#### ТЕКСТ УПРАЖНЕНИЯ:
·····
Елена Георгиевна же отвечала за практическую сторону вопроса — покупку фотоаппарата, ставшего моим первым и позволившим сделать хоть несколько снимков в Горьком.
С середины 1990-х годов мы с Еленой Георгиевной стали соседями в Бостоне. К приходу гостей она всегда готовила что-нибудь вкусное — борщ, сациви, лобио, кабачковую икру… И всегда интересовалась всеми деталями жизни — и фасоном моих брюк, и новостями всех родных и знакомых, и чудесами техники. Так, подаренный ей её сыном Алёшей маленький робот-пылесос вызывал у неё живейший восторг.
— «Дмитрий Иванович[324] прожил 72 года, и Андрей говорил мне, что и он проживет коротко, как его отец, — поясняла мне Елена Георгиевна грустно, когда я её навещала в Бостоне. — Так я считала, что ещё хоть четыре года вместе у меня есть!» Дедушка умер в 68 лет.
— Елена Георгиевна! Вы уж попробуйте себя поберечь, отдыхайте побольше, — пробовала я свои неловкие увещевания, когда, в Бостонский период жизни, Елена Георгиевна сетовала, сколько хлопот она доставляет своей дочери Тане с вызовами неотложек. (Вопрос о том, что неплохо было бы ещё бросить курить, был табу!)
— Мариша! С моими болезнями можно лечь и хоть сейчас умереть. Вопрос — в характере. Я не хочу отдыхать, — с тихой усмешкой отвечала она. — Успею отдохнуть… в могиле! Но какая скука!
·····
#### ВЫДЕРЖКИ ИЗ СТРОК:
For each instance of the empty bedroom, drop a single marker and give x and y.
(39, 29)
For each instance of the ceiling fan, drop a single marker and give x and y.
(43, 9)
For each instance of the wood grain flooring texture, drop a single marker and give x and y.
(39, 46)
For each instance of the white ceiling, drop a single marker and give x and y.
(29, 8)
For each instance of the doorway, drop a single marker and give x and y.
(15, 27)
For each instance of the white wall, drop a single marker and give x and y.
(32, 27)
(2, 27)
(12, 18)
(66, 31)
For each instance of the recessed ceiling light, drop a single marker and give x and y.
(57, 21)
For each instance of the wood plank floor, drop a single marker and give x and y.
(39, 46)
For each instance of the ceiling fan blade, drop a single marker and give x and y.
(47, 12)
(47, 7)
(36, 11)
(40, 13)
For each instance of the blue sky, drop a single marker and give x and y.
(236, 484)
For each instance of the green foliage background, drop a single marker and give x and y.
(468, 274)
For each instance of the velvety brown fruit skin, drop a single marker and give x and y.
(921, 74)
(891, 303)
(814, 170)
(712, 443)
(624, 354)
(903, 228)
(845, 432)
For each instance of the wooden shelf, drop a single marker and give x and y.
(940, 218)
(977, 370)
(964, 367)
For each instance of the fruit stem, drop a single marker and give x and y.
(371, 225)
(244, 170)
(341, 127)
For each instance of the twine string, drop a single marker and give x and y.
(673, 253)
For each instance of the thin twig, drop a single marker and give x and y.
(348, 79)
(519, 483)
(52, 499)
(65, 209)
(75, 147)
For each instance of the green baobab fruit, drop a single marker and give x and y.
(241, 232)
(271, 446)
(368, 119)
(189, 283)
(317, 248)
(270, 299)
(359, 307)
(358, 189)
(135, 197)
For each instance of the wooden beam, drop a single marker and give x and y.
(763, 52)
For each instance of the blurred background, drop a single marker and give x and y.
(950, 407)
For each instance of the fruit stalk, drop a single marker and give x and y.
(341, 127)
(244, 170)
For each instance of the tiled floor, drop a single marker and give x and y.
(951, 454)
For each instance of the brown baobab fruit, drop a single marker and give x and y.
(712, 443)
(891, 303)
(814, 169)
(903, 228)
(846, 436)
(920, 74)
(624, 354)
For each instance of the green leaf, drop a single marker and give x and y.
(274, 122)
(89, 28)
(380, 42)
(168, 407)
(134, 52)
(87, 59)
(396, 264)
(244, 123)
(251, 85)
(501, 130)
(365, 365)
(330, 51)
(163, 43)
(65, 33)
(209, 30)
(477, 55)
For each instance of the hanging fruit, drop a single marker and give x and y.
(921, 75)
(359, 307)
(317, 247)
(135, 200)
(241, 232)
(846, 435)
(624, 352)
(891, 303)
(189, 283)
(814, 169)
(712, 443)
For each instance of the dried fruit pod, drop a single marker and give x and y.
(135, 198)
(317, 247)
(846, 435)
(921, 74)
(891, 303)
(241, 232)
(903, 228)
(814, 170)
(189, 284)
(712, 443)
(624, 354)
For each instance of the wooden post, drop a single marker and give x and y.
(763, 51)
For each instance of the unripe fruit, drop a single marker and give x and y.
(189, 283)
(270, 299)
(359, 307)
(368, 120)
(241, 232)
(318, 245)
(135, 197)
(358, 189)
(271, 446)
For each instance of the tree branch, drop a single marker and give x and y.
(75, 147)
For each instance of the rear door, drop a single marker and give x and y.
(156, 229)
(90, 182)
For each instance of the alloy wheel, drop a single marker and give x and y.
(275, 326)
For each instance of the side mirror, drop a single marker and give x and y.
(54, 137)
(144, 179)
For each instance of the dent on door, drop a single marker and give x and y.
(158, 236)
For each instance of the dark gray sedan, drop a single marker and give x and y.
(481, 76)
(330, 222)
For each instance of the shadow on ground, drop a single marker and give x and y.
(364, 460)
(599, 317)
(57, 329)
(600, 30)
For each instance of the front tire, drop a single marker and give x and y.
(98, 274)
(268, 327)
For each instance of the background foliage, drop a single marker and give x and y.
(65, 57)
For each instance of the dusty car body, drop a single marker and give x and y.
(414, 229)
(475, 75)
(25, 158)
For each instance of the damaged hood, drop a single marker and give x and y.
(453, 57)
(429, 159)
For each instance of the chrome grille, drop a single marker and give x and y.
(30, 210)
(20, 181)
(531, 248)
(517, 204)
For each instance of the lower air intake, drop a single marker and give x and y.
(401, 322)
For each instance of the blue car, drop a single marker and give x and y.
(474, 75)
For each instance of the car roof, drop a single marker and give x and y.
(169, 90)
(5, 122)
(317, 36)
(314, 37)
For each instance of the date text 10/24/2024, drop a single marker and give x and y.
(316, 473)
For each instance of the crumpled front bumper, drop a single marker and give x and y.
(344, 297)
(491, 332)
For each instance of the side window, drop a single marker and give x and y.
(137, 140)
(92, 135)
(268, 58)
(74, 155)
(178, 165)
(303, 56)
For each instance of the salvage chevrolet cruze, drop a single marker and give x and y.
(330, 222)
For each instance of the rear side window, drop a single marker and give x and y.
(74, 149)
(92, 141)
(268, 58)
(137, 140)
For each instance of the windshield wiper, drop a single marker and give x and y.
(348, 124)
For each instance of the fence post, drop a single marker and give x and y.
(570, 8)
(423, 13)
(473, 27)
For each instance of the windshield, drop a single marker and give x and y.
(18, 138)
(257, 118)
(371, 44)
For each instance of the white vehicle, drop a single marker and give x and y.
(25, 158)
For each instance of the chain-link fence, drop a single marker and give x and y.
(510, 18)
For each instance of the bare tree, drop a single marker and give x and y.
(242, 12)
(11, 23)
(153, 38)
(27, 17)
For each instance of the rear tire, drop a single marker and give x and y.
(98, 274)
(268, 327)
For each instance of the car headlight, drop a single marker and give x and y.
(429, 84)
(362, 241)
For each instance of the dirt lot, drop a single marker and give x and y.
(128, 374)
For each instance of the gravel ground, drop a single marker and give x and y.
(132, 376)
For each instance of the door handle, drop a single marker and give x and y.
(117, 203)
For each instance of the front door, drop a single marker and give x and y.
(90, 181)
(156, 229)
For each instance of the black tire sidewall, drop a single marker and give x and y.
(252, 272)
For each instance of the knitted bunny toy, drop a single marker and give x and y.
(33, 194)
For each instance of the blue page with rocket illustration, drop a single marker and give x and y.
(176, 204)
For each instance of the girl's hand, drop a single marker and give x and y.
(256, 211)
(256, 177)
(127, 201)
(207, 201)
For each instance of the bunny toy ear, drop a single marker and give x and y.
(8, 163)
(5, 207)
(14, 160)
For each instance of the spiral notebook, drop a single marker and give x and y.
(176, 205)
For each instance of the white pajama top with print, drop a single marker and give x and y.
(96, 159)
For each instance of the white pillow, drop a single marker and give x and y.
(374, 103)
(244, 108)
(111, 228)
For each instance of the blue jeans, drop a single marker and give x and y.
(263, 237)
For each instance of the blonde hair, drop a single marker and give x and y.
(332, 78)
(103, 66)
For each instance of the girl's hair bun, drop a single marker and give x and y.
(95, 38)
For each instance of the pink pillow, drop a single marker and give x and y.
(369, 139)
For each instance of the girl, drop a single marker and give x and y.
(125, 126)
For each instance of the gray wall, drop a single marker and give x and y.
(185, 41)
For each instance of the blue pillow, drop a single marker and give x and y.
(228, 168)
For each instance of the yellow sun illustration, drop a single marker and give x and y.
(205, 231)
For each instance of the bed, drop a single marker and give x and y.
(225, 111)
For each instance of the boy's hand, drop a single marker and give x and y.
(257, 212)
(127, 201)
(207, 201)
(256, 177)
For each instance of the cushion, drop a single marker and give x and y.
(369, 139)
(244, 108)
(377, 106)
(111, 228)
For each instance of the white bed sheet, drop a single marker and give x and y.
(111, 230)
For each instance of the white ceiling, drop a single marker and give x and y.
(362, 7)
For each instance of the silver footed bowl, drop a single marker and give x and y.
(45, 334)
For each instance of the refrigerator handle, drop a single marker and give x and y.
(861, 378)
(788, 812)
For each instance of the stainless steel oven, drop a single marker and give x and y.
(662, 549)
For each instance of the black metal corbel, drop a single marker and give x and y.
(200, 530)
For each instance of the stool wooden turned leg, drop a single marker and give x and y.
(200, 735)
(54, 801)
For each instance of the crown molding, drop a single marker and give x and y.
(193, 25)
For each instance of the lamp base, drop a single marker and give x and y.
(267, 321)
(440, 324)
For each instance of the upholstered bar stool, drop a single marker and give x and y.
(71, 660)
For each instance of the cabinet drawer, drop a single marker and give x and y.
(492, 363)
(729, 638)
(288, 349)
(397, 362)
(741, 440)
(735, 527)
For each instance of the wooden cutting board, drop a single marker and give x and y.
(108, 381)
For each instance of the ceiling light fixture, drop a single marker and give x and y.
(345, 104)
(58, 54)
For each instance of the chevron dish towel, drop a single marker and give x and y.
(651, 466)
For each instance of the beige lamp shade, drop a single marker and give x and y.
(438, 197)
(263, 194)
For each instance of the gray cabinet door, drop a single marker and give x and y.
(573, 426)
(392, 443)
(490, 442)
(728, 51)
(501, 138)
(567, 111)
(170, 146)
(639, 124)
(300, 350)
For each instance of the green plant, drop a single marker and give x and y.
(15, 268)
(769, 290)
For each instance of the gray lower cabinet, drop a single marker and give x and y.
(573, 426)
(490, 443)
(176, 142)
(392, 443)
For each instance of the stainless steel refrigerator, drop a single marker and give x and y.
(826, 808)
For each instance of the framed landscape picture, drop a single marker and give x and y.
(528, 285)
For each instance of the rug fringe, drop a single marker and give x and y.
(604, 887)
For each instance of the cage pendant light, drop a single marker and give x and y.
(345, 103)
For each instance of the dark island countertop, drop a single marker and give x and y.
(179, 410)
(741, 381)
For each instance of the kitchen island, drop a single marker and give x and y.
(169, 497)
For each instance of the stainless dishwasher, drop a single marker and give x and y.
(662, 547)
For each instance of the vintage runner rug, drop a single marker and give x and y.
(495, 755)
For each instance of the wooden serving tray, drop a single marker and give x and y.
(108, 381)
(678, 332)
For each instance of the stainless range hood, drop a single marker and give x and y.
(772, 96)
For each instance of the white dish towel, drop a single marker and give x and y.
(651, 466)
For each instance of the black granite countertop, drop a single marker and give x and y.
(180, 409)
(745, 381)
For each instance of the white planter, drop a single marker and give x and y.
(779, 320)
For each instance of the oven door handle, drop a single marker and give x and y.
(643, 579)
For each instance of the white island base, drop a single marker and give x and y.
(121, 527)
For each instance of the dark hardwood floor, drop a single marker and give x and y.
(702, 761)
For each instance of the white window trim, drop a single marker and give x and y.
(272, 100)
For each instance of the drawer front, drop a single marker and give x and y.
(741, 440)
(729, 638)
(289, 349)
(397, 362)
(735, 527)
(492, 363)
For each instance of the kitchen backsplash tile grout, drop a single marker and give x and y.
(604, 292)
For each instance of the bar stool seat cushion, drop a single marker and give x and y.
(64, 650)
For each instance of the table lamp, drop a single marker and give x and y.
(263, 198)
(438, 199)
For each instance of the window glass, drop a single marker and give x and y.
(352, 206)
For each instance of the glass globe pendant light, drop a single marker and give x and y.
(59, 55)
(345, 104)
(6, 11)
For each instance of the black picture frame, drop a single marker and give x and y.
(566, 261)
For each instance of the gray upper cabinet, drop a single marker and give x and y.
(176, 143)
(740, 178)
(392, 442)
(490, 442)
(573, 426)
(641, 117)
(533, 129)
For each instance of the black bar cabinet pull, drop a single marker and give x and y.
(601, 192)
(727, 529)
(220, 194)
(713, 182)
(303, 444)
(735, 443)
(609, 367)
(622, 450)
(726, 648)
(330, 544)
·····
#### ЗАДАНИЕ A:
Определите, соответствуют ли воспоминаниям о Елене Георгиевне три утверждения: (i) фотоаппарат купила Елена Георгиевна; (ii) дедушка умер в 72 года; (iii) робот-пылесос ей подарил сын Алёша. Для каждого ответьте «да» или «нет» и приведите решающие слова текста дословно.
#### ЗАДАНИЕ B:
Перепишите фрагмент воспоминаний о Елене Георгиевне, начиная со слов «Елена Георгиевна же» и заканчивая словами «неё живейший восторг.». Замените в нём «борщ» на «рассольник».
#### ЗАДАНИЕ C:
Допишите продолжение воспоминаний о Елене Георгиевне, которое начинается после последней приведённой фразы.

#### РЕЗУЛЬТАТ A:
(i) Да: «Елена Георгиевна же отвечала за практическую сторону вопроса — покупку фотоаппарата».
(ii) Нет: «Дедушка умер в 68 лет».
(iii) Да: «подаренный ей её сыном Алёшей маленький робот-пылесос».

#### РЕЗУЛЬТАТ B:
Елена Георгиевна же отвечала за практическую сторону вопроса — покупку фотоаппарата, ставшего моим первым и позволившим сделать хоть несколько снимков в Горьком.
С середины 1990-х годов мы с Еленой Георгиевной стали соседями в Бостоне. К приходу гостей она всегда готовила что-нибудь вкусное — рассольник, сациви, лобио, кабачковую икру… И всегда интересовалась всеми деталями жизни — и фасоном моих брюк, и новостями всех родных и знакомых, и чудесами техники. Так, подаренный ей её сыном Алёшей маленький робот-пылесос вызывал у неё живейший восторг.

#### РЕЗУЛЬТАТ C:
Елена Георгиевна до самых последних лет отличалась живостью ума и стремилась работать и принимать участие в общественной жизни. Её суждения с возрастом стали в чём-то точнее и мудрее. Вынужденно осев в Бостоне (тяжело больная сердечница, Елена Георгиевна не могла уже переносить дальние перелеты и суровую московскую зиму вдали от родных), она колебалась, имеет ли она всё ещё право высказываться по вопросам российской политики… В ответ на мой прямой вопрос о её прогнозе на будущее России, Елена Георгиевна отвечала:
— Мариша, я — пессимист!
— Конечно, мама — оптимист, — уверенно говорил её сын Алёша. — Стала бы она иначе вкладывать столько сил и души в общественную работу.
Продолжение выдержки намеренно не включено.